- **Records shown**
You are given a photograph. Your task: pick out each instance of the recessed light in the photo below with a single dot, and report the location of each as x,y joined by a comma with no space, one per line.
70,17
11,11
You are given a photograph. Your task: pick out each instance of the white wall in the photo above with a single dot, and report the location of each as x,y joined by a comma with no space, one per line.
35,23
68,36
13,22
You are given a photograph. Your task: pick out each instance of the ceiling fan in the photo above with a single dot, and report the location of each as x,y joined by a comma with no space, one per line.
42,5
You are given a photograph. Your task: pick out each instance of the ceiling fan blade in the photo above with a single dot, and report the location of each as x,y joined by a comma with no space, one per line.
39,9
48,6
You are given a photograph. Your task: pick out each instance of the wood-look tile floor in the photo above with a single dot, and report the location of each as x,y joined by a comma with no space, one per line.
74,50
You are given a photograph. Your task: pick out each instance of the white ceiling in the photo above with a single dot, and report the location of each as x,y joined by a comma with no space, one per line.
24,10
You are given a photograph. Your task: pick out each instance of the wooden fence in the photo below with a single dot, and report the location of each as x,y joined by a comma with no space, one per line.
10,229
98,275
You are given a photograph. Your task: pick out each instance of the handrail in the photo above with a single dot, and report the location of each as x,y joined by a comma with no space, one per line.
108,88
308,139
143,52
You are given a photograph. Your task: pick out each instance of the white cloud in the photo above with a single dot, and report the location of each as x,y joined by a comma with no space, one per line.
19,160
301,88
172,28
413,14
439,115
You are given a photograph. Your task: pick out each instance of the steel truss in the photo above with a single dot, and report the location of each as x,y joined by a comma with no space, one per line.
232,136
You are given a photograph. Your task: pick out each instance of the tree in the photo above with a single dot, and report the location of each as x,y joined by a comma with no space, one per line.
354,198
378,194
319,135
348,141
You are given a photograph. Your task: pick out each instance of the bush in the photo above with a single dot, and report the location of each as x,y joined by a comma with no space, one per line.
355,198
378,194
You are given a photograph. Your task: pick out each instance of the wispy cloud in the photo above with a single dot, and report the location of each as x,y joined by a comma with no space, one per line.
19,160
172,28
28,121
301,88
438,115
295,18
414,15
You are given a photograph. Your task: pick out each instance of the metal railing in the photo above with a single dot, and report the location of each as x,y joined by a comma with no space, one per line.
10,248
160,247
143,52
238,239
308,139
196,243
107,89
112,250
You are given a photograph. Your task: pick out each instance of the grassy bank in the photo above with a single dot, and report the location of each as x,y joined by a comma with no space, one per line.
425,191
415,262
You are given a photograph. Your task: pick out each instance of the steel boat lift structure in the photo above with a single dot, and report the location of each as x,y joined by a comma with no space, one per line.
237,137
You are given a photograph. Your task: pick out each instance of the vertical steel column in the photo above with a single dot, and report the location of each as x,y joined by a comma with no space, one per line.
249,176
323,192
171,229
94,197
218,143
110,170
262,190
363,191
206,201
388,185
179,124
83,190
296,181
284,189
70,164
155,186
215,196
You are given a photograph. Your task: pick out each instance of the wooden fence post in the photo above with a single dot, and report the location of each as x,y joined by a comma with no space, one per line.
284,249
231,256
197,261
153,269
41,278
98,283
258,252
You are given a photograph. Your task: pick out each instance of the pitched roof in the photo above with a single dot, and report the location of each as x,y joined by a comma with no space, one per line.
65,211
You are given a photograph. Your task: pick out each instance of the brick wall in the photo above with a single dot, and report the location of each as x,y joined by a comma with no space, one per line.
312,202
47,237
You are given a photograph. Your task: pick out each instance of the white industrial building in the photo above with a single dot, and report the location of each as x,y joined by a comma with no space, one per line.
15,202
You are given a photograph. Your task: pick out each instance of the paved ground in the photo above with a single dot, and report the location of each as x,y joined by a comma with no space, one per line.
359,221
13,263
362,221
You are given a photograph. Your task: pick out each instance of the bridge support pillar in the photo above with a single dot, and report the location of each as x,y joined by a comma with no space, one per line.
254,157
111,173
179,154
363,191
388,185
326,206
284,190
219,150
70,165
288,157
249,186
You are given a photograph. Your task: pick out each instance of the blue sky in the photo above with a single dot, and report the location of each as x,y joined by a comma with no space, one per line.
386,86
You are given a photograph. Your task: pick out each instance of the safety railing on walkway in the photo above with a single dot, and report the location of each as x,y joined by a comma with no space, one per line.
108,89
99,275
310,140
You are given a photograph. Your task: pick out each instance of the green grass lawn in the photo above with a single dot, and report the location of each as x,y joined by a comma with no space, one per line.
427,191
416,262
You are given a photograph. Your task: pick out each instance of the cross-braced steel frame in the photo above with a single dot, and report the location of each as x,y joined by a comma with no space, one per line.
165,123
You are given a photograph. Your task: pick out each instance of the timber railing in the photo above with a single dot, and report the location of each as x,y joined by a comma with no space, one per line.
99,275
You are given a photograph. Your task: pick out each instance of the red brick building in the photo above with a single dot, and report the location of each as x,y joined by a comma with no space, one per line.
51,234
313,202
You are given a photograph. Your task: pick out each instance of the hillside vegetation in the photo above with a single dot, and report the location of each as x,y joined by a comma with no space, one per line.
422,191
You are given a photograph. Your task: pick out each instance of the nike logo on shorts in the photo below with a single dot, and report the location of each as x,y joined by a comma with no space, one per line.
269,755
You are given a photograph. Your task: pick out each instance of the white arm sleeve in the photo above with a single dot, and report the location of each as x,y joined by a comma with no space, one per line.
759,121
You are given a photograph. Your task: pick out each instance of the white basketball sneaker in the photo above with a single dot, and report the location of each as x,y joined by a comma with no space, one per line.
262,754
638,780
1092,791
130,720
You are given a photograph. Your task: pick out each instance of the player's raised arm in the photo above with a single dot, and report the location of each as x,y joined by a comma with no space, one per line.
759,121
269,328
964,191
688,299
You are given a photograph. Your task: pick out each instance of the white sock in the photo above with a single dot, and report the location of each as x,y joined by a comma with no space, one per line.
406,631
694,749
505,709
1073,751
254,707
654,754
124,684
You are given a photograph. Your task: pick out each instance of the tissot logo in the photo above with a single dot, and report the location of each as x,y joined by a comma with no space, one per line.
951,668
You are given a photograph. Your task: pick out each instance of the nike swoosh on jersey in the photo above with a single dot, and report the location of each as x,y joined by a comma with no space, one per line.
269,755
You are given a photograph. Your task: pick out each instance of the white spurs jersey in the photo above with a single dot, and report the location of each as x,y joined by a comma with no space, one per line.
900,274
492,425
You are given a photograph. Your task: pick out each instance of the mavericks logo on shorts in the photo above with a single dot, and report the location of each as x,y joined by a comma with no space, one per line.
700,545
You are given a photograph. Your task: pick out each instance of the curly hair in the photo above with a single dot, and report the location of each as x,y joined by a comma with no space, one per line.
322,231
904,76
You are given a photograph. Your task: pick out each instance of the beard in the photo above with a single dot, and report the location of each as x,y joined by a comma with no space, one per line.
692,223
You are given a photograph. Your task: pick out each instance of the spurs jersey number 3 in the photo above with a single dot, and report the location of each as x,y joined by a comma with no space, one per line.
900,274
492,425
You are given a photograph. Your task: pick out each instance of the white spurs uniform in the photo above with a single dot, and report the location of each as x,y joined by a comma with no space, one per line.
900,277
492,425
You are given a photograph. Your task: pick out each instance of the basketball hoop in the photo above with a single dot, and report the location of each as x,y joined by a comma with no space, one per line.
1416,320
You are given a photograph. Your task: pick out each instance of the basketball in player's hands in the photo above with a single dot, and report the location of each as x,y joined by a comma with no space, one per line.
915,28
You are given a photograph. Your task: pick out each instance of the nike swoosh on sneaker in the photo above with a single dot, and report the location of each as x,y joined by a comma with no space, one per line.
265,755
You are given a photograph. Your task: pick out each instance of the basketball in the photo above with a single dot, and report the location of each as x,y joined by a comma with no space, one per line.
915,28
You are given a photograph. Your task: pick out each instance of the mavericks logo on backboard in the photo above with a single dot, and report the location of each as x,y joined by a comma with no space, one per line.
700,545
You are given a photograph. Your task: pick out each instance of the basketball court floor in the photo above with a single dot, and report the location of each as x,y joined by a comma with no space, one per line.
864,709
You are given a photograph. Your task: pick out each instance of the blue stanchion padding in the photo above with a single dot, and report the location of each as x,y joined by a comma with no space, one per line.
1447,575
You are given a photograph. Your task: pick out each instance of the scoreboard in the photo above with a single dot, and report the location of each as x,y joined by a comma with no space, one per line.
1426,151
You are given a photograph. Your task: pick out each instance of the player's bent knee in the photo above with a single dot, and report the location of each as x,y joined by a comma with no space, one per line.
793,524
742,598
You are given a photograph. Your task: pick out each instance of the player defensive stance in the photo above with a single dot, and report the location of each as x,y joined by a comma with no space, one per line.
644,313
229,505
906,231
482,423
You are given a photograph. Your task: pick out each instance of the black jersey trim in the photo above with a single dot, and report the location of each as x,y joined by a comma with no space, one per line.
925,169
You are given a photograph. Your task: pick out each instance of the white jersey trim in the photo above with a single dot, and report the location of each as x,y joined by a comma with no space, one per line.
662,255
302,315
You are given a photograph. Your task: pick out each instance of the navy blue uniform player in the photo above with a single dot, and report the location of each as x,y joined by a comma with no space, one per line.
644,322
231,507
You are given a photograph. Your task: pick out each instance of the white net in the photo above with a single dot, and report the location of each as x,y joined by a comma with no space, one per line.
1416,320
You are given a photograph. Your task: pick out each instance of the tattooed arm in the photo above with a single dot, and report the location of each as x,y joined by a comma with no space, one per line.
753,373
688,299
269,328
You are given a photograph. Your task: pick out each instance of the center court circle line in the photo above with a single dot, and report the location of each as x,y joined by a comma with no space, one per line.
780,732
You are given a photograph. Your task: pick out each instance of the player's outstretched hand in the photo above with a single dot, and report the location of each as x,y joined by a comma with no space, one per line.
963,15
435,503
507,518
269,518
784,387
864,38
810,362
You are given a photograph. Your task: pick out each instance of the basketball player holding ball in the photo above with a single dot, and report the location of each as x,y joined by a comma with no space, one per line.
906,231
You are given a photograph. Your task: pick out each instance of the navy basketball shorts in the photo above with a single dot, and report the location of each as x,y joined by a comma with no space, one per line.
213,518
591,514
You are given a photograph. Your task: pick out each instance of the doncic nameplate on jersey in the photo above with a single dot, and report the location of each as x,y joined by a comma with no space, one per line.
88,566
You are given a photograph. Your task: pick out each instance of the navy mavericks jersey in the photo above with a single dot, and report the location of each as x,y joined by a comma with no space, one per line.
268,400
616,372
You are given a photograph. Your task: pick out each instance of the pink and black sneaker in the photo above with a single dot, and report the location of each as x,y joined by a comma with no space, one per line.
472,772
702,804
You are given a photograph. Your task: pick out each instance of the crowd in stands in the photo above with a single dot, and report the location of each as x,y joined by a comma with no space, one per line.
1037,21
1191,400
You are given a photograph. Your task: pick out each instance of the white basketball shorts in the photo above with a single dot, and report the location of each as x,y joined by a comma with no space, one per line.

- **Job**
Transcribe exactly, and only, the lines from the one bearing "of the crowd" through the last line of the entries, counting both.

- **Solution for this exercise**
You are given a photograph. Your task: pick out each instance of the crowd in stands in the photo above with a single dot, and report the location of each as x,y joined by a comma with no space, one per line.
1037,21
1191,400
You are given a photograph. Your task: pick out each instance of the white basketball shorts in the photo above with a single dot, and report the location of each as x,y joined by a comma with no space, one per line.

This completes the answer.